» **SOURCE EXTRACT**:
:::::
Re: [PATCH RFC bpf-next 2/4] bpf: support BPF ksym variables in kernel modules

From: Alexei Starovoitov <alexei.starovoitov@gmail.com>
To: Andrii Nakryiko <andrii.nakryiko@gmail.com>
Cc: Andrii Nakryiko <andrii@kernel.org>, bpf <bpf@vger.kernel.org>,
	Networking <netdev@vger.kernel.org>,
	Alexei Starovoitov <ast@fb.com>,
	Daniel Borkmann <daniel@iogearbox.net>,
	Kernel Team <kernel-team@fb.com>
Subject: Re: [PATCH RFC bpf-next 2/4] bpf: support BPF ksym variables in kernel modules
Date: Fri, 11 Dec 2020 17:52:15 -0800	[thread overview]
Message-ID: <20201212015215.zmychededhpv55th@ast-mbp> (raw)
In-Reply-To: <CAEf4BzbZK8uZOprwHq_+mh=2Lb27POv5VMW4kB6eyPc_6bcSPg@mail.gmail.com>

On Fri, Dec 11, 2020 at 02:15:28PM -0800, Andrii Nakryiko wrote:
> On Fri, Dec 11, 2020 at 1:27 PM Alexei Starovoitov
> <alexei.starovoitov@gmail.com> wrote:
> >
> > On Thu, Dec 10, 2020 at 08:27:32PM -0800, Andrii Nakryiko wrote:
> > > During BPF program load time, verifier will resolve FD to BTF object and will
> > > take reference on BTF object itself and, for module BTFs, corresponding module
> > > as well, to make sure it won't be unloaded from under running BPF program. The
> > > mechanism used is similar to how bpf_prog keeps track of used bpf_maps.
> > ...
> > > +
> > > +     /* if we reference variables from kernel module, bump its refcount */
> > > +     if (btf_is_module(btf)) {
> > > +             btf_mod->module = btf_try_get_module(btf);
> >
> > Is it necessary to refcnt the module? Correct me if I'm wrong, but
> > for module's BTF we register a notifier. Then the module can be rmmod-ed
> > at any time and we will do btf_put() for corresponding BTF, but that BTF may
> > stay around because bpftool or something is looking at it.
> 
> Correct, BTF object itself doesn't take a refcnt on module.
> 
> > Similarly when prog is attached to raw_tp in a module we currently do try_module_get(),
> > but is it really necessary ? When bpf is attached to a netdev the netdev can
> > be removed and the link will be dangling. May be it makes sense to do the same
> > with modules?  The raw_tp can become dangling after rmmod and the prog won't be
> 
> So for raw_tp it's not the case today. I tested, I attached raw_tp,
> kept triggering it in a loop, and tried to rmmod bpf_testmod. It
> failed, because raw tracepoint takes refcnt on module. rmmod -f

Right. I meant that we can change that behavior if it would make sense to do so.
:::::
Listing excerpted from a collection
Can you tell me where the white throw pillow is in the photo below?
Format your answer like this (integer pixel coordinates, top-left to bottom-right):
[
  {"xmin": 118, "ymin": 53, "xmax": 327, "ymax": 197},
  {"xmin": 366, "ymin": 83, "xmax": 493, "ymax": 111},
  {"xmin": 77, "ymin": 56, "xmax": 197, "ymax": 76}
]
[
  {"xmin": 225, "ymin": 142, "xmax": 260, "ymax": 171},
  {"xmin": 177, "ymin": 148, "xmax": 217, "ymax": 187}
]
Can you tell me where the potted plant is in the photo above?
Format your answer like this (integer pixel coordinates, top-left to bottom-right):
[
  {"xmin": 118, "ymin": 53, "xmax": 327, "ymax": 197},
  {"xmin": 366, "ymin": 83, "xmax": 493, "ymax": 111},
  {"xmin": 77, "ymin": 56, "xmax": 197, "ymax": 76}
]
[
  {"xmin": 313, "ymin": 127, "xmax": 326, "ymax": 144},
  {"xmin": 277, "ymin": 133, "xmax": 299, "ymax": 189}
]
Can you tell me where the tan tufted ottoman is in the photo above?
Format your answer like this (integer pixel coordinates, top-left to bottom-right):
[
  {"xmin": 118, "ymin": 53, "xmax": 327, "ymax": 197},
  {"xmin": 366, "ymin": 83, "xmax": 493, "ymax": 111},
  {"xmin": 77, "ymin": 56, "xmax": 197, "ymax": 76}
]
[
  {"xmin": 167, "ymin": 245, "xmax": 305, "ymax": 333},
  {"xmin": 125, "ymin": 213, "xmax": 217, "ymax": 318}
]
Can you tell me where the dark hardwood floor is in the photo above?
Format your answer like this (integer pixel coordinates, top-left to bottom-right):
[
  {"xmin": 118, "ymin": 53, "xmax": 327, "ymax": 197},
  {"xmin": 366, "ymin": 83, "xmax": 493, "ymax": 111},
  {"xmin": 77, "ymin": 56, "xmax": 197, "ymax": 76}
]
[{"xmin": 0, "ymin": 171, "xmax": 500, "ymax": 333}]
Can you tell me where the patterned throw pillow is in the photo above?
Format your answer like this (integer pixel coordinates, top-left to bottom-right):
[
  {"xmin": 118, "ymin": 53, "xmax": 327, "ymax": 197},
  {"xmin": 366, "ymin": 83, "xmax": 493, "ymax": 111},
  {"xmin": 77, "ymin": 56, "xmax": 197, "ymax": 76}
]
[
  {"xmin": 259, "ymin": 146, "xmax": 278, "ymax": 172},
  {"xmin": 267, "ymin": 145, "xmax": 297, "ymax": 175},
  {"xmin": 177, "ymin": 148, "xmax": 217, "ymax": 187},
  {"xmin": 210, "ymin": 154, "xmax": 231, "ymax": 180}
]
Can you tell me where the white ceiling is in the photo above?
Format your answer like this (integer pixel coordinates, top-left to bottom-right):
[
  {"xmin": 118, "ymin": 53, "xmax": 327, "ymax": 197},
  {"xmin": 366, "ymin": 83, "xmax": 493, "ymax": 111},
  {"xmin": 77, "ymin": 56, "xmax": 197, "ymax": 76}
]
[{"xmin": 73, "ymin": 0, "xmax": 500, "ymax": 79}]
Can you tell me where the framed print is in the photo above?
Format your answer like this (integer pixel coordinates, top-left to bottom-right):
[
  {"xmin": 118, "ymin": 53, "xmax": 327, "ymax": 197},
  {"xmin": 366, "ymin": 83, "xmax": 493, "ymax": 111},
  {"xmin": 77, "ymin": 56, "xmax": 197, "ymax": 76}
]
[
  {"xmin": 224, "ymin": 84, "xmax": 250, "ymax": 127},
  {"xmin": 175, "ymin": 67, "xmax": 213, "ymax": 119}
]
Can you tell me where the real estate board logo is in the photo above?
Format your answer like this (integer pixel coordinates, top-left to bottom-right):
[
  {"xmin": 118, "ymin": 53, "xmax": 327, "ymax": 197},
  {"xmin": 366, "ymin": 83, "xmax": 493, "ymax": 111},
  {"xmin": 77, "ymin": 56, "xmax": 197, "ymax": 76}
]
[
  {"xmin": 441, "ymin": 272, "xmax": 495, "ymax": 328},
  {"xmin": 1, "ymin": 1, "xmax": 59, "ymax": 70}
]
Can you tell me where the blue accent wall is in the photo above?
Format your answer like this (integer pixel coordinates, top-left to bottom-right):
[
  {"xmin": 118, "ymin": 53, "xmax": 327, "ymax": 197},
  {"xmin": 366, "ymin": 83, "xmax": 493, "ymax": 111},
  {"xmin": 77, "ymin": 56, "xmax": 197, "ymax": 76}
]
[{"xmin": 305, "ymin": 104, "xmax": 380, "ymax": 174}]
:::::
» **DESCRIPTION OF THE TASK**:
Please continue the mailing-list reply about BPF ksym variables in kernel modules, picking up after its last sentence.

» **OUTPUT OF THE EXERCISE**:
> bpf_testmod also didn't work, but it's because my kernel wasn't built
> with force-unload enabled for modules. But force-unload is an entirely
> different matter and it's inherently dangerous to do, it can crash and
> corrupt anything in the kernel.
> 
> > executed anymore. So hard coded address of a per-cpu var in a ksym will
> > be pointing to freed mod memory after rmmod, but that's ok, since that prog will
> > never execute.
> 
> Not so fast :) Indeed, if somehow module gets unloaded while we keep
> BPF program loaded, we'll point to unallocated memory **OR** to a
> memory re-used for something else. That's bad. Nothing will crash even
> if it's unmapped memory (due to bpf_probe_read semantics), but we will
> potentially be reading some garbage (not zeroes), if some other module
> re-uses that per-CPU memory.
> 
> As for the BPF program won't be triggered. That's not true in general,
> as you mention yourself below.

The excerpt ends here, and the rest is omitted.